__TASK TO COMPLETE__
Every record must be repeated exactly, with no omission.

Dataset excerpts
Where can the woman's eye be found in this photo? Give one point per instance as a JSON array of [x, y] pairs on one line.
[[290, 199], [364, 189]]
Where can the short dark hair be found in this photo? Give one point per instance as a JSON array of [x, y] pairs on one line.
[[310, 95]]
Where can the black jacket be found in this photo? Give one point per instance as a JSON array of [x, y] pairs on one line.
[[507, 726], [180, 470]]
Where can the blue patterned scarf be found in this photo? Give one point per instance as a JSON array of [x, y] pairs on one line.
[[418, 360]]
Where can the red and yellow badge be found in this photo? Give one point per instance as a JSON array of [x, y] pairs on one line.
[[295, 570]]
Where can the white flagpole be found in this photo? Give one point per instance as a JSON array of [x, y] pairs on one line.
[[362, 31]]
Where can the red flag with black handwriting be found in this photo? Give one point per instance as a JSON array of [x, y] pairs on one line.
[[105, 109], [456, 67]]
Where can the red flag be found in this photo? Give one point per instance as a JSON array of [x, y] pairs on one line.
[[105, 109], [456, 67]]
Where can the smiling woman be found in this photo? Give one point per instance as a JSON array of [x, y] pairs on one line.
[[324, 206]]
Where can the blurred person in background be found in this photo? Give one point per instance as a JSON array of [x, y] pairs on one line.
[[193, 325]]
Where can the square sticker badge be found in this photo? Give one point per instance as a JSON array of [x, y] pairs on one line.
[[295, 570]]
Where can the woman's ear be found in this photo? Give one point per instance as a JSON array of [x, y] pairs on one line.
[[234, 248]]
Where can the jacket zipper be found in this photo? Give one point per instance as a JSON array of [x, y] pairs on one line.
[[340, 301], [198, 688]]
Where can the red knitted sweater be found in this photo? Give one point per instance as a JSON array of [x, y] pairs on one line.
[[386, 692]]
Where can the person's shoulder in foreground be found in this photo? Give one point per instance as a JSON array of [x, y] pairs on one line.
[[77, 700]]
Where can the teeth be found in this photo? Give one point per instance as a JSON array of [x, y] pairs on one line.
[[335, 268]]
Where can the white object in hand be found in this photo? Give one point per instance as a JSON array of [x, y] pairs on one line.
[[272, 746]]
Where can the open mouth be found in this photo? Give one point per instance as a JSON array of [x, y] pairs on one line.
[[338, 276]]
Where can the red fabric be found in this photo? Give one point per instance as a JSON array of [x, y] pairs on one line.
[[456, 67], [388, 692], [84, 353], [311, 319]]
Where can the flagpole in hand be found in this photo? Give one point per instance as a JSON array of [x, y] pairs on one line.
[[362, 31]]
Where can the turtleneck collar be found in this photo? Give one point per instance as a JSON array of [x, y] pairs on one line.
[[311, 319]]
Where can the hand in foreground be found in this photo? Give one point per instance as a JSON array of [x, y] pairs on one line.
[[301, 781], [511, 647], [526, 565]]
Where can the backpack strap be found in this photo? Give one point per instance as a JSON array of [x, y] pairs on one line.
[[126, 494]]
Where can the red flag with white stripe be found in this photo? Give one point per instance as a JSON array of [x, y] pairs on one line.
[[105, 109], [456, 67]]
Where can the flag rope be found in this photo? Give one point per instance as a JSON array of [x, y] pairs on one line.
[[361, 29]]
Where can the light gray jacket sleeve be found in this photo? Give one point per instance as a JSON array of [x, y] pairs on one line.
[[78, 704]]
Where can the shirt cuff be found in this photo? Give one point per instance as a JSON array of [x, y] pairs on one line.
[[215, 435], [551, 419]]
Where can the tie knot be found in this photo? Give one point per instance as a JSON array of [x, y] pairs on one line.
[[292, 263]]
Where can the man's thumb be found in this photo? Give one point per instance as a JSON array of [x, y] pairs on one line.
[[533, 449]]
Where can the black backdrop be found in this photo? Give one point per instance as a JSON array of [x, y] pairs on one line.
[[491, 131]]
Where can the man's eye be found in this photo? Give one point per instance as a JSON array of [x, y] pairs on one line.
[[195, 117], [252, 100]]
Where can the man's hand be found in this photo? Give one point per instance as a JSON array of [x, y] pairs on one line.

__TASK OUTPUT__
Where can the woman's eye be found in this photo? Give one point per instance as a JSON array of [x, y] pairs on one line.
[[290, 199], [364, 189]]
Where can the short dark hair be found in this photo? Give one point per instance as a JSON array of [x, y] pairs on one line.
[[310, 95]]
Where can the black jacket be found in this photo? Give one point per instance as a JSON array of [x, y] pairs on one line.
[[507, 726], [180, 470]]
Where can the blue patterned scarf be found in this photo? Give one point per instance as a JSON array of [x, y] pairs on one line.
[[418, 360]]
Where can the red and yellow badge be found in this photo? Give one point per instance as a JSON array of [x, y] pairs on one line.
[[295, 570]]
Where can the white flagpole be found in this photo? Give one point per instance as a JSON array of [x, y] pairs on one line.
[[362, 31]]
Where can the red flag with black handwriting be found in this photo? Give one point per instance as a JSON array of [x, y] pairs on one line.
[[105, 109], [456, 67]]
Where can the red flag be found in this photo? Give one point per instance as a JSON array of [x, y] pairs on one line.
[[105, 109], [456, 67]]
Where can the smiling woman be found in this photo? Give one point per instance as a JSON array of [x, y] pairs on one line.
[[324, 206]]
Where can the blurred person in background be found in this photo? Give one point per instance as a JSON array of [x, y] pairs on one line.
[[193, 325]]
Where can the square sticker badge be found in this photo? Give one point per instance as a JSON array of [x, y] pairs on one line.
[[295, 570]]
Where can the woman's ear be found in this photo? Give one point per instance as a JSON array of [x, y] pairs on one line.
[[234, 248]]
Where can the jacket zipper be found in this photo? Give one point per instance as a JSON array of [x, y] pairs on one line.
[[340, 301], [198, 688]]
Where can the red knitted sweater be found in this photo? Give one point per instance as a JSON array of [x, y] pairs on one line.
[[386, 692]]
Where can the person's shoulder in foreground be found in this photo? Give one point per instance as a JSON array of [x, y] pairs on one line.
[[77, 700]]
Where can the teeth be found in this photo? Give one point per instance as a JSON array of [x, y] pairs on one line.
[[335, 268]]
Where can the white object in hand be found in this photo? Give one point per instance as a JSON array of [x, y] pairs on one line.
[[272, 746]]
Where can the open mouth be found in this photo? Give one point per instance as a JSON array of [x, y] pairs on one line.
[[338, 276]]
Where can the red fabric be found in this photo? Give one point per instance as a JSON array of [x, y] pairs on one line.
[[456, 67], [388, 692], [84, 353], [311, 319]]
Where can the flagpole in hand be found in this photo? Give one point per instance as a JSON array of [x, y] pairs on one line.
[[362, 31]]
Where can the turtleneck collar be found in this photo? Give one point per instance as a JSON array of [x, y] pairs on one line.
[[311, 319]]
Where can the hand in foreground be found in this photo? Give one point per instance as a JSON array of [x, y] pairs on one line.
[[301, 781], [511, 647], [526, 565]]
Where can the backpack strap be found in this photo? Give one point per instance as a JSON array of [x, y] pairs on one line.
[[126, 494]]
Where can the red flag with white stripe be found in this photo? Give one point per instance as a JSON array of [x, y] pairs on one line.
[[105, 109], [456, 67]]
Where can the flag rope be found in this photo? Give one point per instance as a JSON array of [x, y] pairs on one line.
[[361, 29]]
Where can the light gray jacket sleeve be found in this photo? Give one point per instance as a JSON array of [x, y] pairs on one line.
[[78, 704]]
Where can the shirt cuff be found in this photo? Give one point per instance as a JSON array of [x, y] pairs on one line.
[[215, 435], [551, 419]]
Where can the tie knot be found in this photo? Give one point per instance as a JSON array of [x, y] pairs on one line.
[[292, 263]]
Where can the man's thumb be found in this photo? Give one point per instance as a JSON array of [x, y] pairs on one line.
[[533, 449]]
Where can the black backdrop be found in this photo? Give one point per instance as a JSON array of [x, y] pairs on one line.
[[491, 131]]
Where can the man's eye be found in this photo? Give one point per instance as a JSON array of [x, y] pairs on one line.
[[195, 117], [252, 100]]
Where can the man's hand be found in this photo? Give one point per instance as a JSON array of [x, y] pairs on one line.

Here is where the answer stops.